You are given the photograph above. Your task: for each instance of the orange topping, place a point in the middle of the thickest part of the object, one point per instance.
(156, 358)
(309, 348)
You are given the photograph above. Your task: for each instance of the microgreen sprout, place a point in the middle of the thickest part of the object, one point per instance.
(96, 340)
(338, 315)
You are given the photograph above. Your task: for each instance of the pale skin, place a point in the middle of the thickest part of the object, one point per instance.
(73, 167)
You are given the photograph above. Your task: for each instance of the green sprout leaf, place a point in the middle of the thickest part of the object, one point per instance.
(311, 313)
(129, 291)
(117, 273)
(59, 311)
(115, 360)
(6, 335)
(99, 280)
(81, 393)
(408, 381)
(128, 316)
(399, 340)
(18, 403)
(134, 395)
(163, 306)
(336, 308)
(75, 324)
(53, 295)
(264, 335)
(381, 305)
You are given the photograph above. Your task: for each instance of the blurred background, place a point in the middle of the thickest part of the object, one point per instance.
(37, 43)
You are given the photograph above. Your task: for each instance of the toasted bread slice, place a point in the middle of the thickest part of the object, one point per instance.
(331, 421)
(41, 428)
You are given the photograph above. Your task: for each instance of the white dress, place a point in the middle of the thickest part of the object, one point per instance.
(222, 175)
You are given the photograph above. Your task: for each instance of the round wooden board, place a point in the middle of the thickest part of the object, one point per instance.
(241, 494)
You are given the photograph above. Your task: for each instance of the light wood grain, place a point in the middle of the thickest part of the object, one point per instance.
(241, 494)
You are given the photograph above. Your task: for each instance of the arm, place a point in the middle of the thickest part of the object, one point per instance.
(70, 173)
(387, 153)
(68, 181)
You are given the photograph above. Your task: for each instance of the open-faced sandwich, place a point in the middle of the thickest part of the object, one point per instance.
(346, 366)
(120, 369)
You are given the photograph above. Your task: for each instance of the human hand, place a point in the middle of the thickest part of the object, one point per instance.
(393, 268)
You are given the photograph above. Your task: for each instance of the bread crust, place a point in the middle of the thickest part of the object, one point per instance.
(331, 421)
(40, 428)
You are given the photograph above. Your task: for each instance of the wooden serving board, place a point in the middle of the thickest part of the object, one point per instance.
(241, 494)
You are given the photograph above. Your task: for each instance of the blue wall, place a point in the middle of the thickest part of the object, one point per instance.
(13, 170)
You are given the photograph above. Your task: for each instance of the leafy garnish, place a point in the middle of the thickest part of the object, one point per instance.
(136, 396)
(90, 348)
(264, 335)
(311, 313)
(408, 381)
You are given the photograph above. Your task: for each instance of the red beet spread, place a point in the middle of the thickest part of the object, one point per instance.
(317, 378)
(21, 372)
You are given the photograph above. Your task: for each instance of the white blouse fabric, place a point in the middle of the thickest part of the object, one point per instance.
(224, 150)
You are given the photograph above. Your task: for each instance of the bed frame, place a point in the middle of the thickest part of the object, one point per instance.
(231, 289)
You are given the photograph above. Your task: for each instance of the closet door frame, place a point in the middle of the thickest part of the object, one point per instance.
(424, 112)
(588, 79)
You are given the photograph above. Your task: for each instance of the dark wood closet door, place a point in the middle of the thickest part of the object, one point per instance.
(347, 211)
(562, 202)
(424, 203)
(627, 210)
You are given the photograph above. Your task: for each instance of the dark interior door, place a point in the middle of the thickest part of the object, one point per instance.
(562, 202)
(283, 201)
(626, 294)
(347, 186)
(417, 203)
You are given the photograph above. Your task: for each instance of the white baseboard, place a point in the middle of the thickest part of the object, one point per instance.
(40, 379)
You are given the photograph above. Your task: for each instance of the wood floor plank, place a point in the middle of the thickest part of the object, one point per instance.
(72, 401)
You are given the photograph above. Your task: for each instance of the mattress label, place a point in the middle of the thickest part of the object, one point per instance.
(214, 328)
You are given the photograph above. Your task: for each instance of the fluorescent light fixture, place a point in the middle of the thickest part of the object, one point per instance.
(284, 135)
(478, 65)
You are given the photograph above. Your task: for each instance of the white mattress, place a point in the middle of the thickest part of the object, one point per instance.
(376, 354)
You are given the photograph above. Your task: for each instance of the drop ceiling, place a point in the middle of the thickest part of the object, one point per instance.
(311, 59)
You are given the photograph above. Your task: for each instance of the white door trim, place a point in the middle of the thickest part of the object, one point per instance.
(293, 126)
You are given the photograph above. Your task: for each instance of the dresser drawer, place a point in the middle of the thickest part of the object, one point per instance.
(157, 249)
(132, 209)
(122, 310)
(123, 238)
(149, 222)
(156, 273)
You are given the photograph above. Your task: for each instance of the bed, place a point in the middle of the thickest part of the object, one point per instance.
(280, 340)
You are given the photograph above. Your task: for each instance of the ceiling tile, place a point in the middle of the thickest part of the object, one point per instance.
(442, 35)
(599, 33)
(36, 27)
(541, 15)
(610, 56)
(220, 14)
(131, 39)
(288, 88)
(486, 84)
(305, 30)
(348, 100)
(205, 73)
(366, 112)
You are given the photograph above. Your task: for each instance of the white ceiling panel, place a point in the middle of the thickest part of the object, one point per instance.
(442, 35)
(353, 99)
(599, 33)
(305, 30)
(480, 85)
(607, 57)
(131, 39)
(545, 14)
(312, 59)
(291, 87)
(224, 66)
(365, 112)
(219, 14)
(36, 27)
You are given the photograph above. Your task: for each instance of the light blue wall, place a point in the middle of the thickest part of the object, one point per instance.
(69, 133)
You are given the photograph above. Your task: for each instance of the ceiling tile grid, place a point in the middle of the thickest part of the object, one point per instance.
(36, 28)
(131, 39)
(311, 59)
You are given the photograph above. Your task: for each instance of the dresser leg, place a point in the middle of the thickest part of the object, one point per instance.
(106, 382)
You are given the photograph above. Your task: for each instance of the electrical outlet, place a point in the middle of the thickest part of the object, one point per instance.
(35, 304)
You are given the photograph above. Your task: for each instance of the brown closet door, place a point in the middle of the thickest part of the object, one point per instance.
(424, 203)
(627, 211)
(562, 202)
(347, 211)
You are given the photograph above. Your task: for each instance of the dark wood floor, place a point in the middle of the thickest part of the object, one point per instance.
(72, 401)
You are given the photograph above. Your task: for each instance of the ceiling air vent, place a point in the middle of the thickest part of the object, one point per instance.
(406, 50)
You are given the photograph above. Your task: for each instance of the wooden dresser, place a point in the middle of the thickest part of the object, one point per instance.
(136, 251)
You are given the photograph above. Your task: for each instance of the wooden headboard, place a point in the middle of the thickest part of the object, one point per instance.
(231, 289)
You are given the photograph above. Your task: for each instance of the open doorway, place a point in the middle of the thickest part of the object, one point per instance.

◇ ◇ ◇ ◇ ◇ ◇ ◇

Assignment. An exact transcription of all the records is needed.

Answer to the problem.
You are given the photograph above. Your task: for each instance of the orange topping, place a point in the middle of the thickest part of the object, one point per instance.
(156, 358)
(309, 348)
You are given the photograph above. Your task: for each instance of the microgreen sprout, place a point in the middle of the thickest part of the object, one point per instance.
(96, 340)
(338, 315)
You are given the photograph above. Your task: for each instance of the pale skin, place a point in the middle of the thickest part of the object, one point per instance.
(73, 167)
You are given the photograph above. Your task: for each instance of the green sprout leaf, place a point in the middle of the thickest part of the object, one point per instance.
(311, 313)
(129, 291)
(117, 273)
(59, 311)
(115, 360)
(6, 335)
(99, 280)
(81, 393)
(408, 381)
(128, 316)
(399, 340)
(18, 403)
(134, 395)
(163, 306)
(336, 308)
(75, 324)
(53, 295)
(264, 335)
(381, 305)
You are given the photograph above. Your task: for each instance of the blurred background, place a point in the middle of the thickest part of the object, one point per instance.
(37, 43)
You are given the photograph above. Your task: for each instance of the toasted bread slice, place a point in the middle of the thickest part of the object, one point per instance.
(331, 421)
(41, 428)
You are given the photograph above. Your task: for each instance of the white dress, place a point in the middle of the thickest part of the object, one point per instance.
(222, 175)
You are given the photograph above. Your task: for each instance of the round wooden board, place a point in the middle of the thickest part of the object, one point per instance.
(241, 494)
You are given the photograph above. Your task: for each instance of the light wood grain, place a point in the middle of the thickest part of the object, one point per instance.
(241, 494)
You are given the photograph above. Your task: for each instance of the arm, place a point in the middle of the thickest part of the object, one point per instance.
(70, 173)
(387, 153)
(68, 181)
You are given the photograph above. Your task: for each instance of the open-faced sandwich, place a point in the middle of the thickest part of the object, one point per instance.
(346, 366)
(120, 369)
You are given the photograph above. Your task: for each instance of the human hand, place a point in the middle of the thickest part of the object, one point per instance.
(393, 268)
You are given the photograph above. Your task: for each instance of the bread crust, place a point in the middle of the thickest part of the object, one point per instance.
(331, 421)
(40, 428)
You are given the photograph above. Your task: for each instance of the wooden serving board, place a point in the middle of the thickest part of the object, one point per instance.
(241, 494)
You are given the photograph above. Your task: for each instance of the blue wall, place a point in the middle of the thickest part of the object, one point per instance.
(13, 170)
You are given the photograph above. Your task: for each instance of the leafy garnish, place a point in the middle of the thickest part of the object, one point per instance.
(136, 396)
(90, 348)
(264, 335)
(311, 313)
(408, 381)
You are given the photograph above. Your task: for each instance of the red beet spread, place a point in the middle of the thickest part of the object, one point per instance.
(317, 378)
(21, 372)
You are given the photograph above. Your task: for each instance of the white blouse fabric, place a point in the middle of the thickest part of the object, one point per instance.
(224, 150)
You are given the photograph above. Your task: for each instance of the bed frame, place a point in the middle of the thickest part of the object, one point per instance.
(231, 289)
You are given the photograph above. Your task: for each instance of the closet door frame, place a point in the middle of the thickest part of the object, one point per instance.
(424, 112)
(588, 79)
You are given the photograph above. Your task: for each instance of the dark wood closet door, place a point in the middle of the thickest part of the object, one point per instance.
(347, 211)
(562, 202)
(424, 203)
(627, 210)
You are given the photograph above. Your task: for each instance of the dark interior door, place a point in the middle of the thickest part of the object, one point per instance.
(562, 202)
(283, 201)
(626, 294)
(347, 186)
(417, 203)
You are given the photograph above. Your task: for each instance of the white baseboard, place a point in the middle of the thickest part of the object, one point per instance.
(40, 379)
You are given the photograph above. Your task: for each instance of the wood floor plank, place a point in the middle of the thickest part of the object, one point per instance.
(72, 401)
You are given the photograph above. Your task: for each instance of the mattress label, place a point in the middle of the thickest part of the object, one point per instance.
(214, 328)
You are given the photograph above. Your task: for each instance of the fluorescent light fixture, place a point in the middle of the thickest part of the object, one point per instance.
(284, 135)
(478, 65)
You are given the photograph above. Your task: for each instance of the white mattress, place a point in the middle of the thickest part of the object, one point per instance.
(376, 354)
You are given the photograph above. Your task: for each instance of the drop ceiling, place a point in the middle of the thickest part of the object, one point per instance.
(311, 59)
You are given the photograph above. Your task: for each instance of the white door trim, place a point in the middle of the thickest part of the object, one point per instance.
(293, 126)
You are given the photograph above. Your task: for each instance of the dresser drawer, place a point in the middle of the thickest part of the object, one point per instance.
(157, 249)
(132, 209)
(122, 310)
(123, 238)
(149, 222)
(156, 273)
You are given the photograph above. Your task: for each instance of the bed, place a point in the middle of the thickest part of the object, one point per instance.
(280, 340)
You are given the photograph above. Your task: for each instance of the ceiling tile, place a point in the middle of the thickest part of the object, one point per instance.
(442, 35)
(599, 33)
(36, 27)
(541, 15)
(610, 56)
(220, 14)
(131, 39)
(288, 88)
(486, 84)
(305, 30)
(348, 100)
(205, 73)
(366, 112)
You are given the photograph above. Your task: for each instance of the white ceiling panel, place a point in the middle of the thickest part of the object, one point per instance.
(442, 35)
(353, 99)
(599, 33)
(305, 30)
(480, 85)
(607, 57)
(131, 39)
(545, 14)
(312, 59)
(291, 87)
(224, 66)
(365, 112)
(219, 14)
(36, 27)
You are given the photograph above. Your task: for each instance of the light blue wall, place a point in the middle of the thickest part of the object, one point per instance.
(69, 133)
You are given the photograph above. Your task: for each instance of the ceiling tile grid, place a point in the middle of the thickest part of the object, one point per instance.
(36, 28)
(131, 39)
(311, 59)
You are given the photograph above. Your task: for each instance of the dresser leg, place a point in the middle of the thickest part of the object, one point per instance.
(106, 382)
You are given the photograph above. Your task: for each instance of the electrical outlet, place a point in the middle of the thickest part of the object, one point per instance.
(35, 304)
You are given the photograph above. Your task: for each instance of the brown closet door, place a point in the middle of the thickest part of the object, one point per instance.
(424, 203)
(627, 211)
(562, 202)
(347, 211)
You are given the photograph above. Your task: for each instance of the dark wood floor, place a point in the middle of the thickest part of the object, one point per instance.
(72, 401)
You are given the photograph above. Your task: for each instance of the ceiling air vent, place a point in the middle of the thickest part of the object, one point per instance.
(406, 50)
You are given the photograph above. Your task: for each instance of the wooden dresser, place a point in the middle of the thickest part of the object, one point per instance.
(136, 251)
You are given the photograph above. Your task: for each instance of the wooden headboard, place a point in the middle of the thickest part of the object, one point per instance.
(231, 289)
You are given the photograph above. Your task: for each instance of the open doorway, place a point in the middle of the thickest part of the object, one point per instance.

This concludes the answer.